• INSTRUCTIONS TO FOLLOW
Please print all the lines below exactly as they are written.

....

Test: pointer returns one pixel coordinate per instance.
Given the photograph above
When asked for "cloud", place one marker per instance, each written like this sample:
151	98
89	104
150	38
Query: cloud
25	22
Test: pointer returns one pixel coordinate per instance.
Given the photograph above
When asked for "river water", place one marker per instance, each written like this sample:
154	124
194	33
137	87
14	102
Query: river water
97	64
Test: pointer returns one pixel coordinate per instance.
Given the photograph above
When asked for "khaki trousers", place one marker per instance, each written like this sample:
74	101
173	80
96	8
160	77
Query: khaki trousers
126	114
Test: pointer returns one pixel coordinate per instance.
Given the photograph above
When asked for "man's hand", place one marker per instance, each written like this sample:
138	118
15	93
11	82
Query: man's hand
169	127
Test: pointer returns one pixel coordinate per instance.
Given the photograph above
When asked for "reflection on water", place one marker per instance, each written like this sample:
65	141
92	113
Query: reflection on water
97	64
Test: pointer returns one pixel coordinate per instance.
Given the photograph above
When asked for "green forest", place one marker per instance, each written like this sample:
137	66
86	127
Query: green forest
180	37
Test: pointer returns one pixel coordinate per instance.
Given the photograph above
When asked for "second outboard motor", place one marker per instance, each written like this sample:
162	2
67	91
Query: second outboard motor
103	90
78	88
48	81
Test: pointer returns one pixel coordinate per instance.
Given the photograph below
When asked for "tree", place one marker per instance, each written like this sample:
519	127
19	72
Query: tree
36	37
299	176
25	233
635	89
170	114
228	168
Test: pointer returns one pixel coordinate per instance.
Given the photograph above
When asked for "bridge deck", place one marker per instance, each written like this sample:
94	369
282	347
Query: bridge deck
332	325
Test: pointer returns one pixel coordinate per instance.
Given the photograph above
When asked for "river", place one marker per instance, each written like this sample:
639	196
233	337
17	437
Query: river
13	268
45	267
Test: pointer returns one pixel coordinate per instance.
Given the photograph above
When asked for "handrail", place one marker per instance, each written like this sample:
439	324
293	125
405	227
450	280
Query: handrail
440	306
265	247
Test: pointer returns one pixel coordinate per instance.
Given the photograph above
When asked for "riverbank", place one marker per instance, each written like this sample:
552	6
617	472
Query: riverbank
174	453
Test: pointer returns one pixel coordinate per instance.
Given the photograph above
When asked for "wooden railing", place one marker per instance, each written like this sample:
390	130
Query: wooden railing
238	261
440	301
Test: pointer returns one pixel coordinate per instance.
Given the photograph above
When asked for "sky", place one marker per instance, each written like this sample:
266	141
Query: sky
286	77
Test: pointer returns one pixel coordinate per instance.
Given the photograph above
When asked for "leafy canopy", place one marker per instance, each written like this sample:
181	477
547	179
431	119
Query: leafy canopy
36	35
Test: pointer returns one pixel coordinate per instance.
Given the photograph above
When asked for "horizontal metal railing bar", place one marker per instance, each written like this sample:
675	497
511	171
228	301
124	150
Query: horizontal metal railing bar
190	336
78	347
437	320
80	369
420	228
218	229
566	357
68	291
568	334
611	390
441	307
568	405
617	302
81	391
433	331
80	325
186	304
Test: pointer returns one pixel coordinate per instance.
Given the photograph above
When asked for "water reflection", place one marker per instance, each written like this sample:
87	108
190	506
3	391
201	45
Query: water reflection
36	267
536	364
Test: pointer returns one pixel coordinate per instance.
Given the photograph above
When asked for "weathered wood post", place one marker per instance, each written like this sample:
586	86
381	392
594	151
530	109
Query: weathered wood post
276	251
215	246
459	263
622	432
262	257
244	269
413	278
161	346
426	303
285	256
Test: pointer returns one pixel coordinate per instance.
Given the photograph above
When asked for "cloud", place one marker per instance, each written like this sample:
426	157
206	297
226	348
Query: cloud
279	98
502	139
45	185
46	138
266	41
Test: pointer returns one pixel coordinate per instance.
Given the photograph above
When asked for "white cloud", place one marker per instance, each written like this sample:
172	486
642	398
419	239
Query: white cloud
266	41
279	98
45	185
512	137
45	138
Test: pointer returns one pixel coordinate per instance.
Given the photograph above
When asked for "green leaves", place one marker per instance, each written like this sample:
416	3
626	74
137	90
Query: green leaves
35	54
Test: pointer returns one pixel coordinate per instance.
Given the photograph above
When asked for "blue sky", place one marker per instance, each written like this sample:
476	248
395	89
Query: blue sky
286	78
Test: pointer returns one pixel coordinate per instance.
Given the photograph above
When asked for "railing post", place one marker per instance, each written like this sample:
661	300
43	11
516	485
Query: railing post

....

• EXPECTED ANSWER
Test: pointer returns one pixel coordinate per instance.
Given the photograph above
When asked for "cloud", place one marker per instance, each written like this sample:
151	98
89	104
150	38
Query: cloud
25	22
Test: pointer returns one pixel coordinate per instance.
Given the photograph above
When asked for "river water", place one marker per instance, each written like this sample:
154	124
194	33
137	87
14	102
Query: river water
97	64
Test: pointer returns one pixel coordinate per instance.
Given the photograph above
When asked for "khaki trousers", place one marker per instance, each written like this sample:
74	101
173	80
96	8
160	77
Query: khaki trousers
126	114
Test: pointer returns one pixel coordinate per instance.
Given the photograph above
When asked for "man's hand", place one marker per instance, each written like this sample:
138	118
15	93
11	82
Query: man's hand
169	127
Test: pointer returns one pixel coordinate per instance.
Given the photograph above
When asked for "reflection on water", place one marker per instance, each written like this sample:
65	141
92	113
Query: reflection on water
97	64
Test: pointer returns one pixel coordinate per instance.
Given the photograph above
When asked for "green forest", place one marker per instance, each written like this sample:
137	66
86	127
Query: green forest
180	37
Test: pointer returns one pixel coordinate per instance.
Given the photograph above
When asked for "second outboard motor", place one marker per instance, each written like this sample:
162	2
67	91
Query: second outboard motor
103	90
78	88
48	81
Test: pointer returns one pixel coordinate per instance.
Given the photograph below
When asked for "tree", place one marker per instance, each written like this sample:
519	127
19	72
Query: tree
36	37
299	176
25	233
635	89
170	114
228	168
Test: pointer returns one pixel coordinate per instance.
Given the photograph above
When asked for "bridge deck", place one marker per instance, each written like this sample:
94	369
282	347
Query: bridge deck
332	325
Test: pointer returns one pixel coordinate per instance.
Given the photograph above
When asked for "river", place one marker per instance, each written like this sample:
639	196
233	337
17	437
Query: river
13	268
45	267
Test: pointer returns one pixel coordinate per instance.
Given the photograph above
When asked for "handrail", place one marker per instance, each written like this sample:
439	324
293	125
405	227
450	280
Query: handrail
440	306
265	247
Test: pointer returns one pixel coordinate per instance.
Given the photograph above
When asked for "riverbank", place one marker per instance, each written like this sample:
552	6
617	472
Query: riverbank
174	453
Test: pointer returns one pixel coordinate per instance.
Given the photograph above
When asked for "wooden railing", place one marker per instance, each written like this sample:
390	130
Query: wooden railing
238	261
440	301
Test: pointer returns one pixel coordinate per instance.
Given the photograph above
When asked for "sky", place one marker per instance, each written like this sample:
266	141
Query: sky
286	77
Test: pointer returns one pixel coordinate per instance.
Given the photograph above
When asked for "leafy canopy", place one marker per instance, each written like this sample:
181	477
547	179
431	119
Query: leafy canopy
36	35
Test: pointer returns one pixel coordinate per instance.
Given the photograph above
When asked for "horizontal metal railing bar", place one marker per instance, each written like this sample:
675	497
511	171
228	301
124	150
Query: horizontal metal railing bar
190	336
78	347
437	320
80	369
420	228
218	229
566	357
68	291
568	334
611	390
441	307
568	405
617	302
81	391
433	331
80	325
186	304
Test: pointer returns one pixel coordinate per instance.
Given the photograph above
When asked for "water reflection", place one marker per instance, each written like this sample:
87	108
190	506
3	391
201	45
Query: water reflection
36	267
536	364
Test: pointer returns one pixel coordinate per instance.
Given the photograph above
When asked for "weathered wood post", place one marker per instance, each written like this sample:
586	86
381	392
594	151
530	109
Query: weathered wood post
276	251
215	246
459	263
622	432
262	257
244	269
413	278
161	346
426	303
285	256
Test: pointer returns one pixel coordinate per instance.
Given the photograph above
When asked for "cloud", place one marker per instance, each written like this sample:
426	157
206	297
226	348
Query: cloud
279	98
502	139
45	185
46	138
266	41
Test: pointer returns one pixel coordinate per instance.
Given the photograph above
When asked for "white cloud", place one marker per instance, each written like this sample:
172	486
642	398
419	239
Query: white cloud
266	41
279	98
45	185
512	137
45	138
Test: pointer returns one pixel coordinate per instance.
Given the photograph above
When asked for "green leaves", place one marker per instance, each written like this sample:
416	3
626	74
137	90
Query: green leaves
35	54
Test: pointer returns one pixel coordinate per instance.
Given the photograph above
When asked for "blue sky", place one marker per instance, each written like this sample:
476	248
395	89
Query: blue sky
286	78
Test: pointer returns one pixel coordinate per instance.
Given the photograph above
When asked for "railing post", place one marker per instance, each written like this sample:
661	300
43	11
516	485
Query: railing post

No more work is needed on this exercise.